Point annotation dataset records:
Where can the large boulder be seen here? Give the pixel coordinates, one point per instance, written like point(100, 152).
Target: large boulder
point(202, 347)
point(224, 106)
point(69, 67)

What you have to do => In the data above, swap each "large boulder" for "big rock" and write the lines out again with nothing else changed.

Correct result =>
Where can the big rock be seen here? Give the pixel coordinates, one point per instance, written like point(100, 152).
Target: big rock
point(202, 347)
point(224, 106)
point(69, 67)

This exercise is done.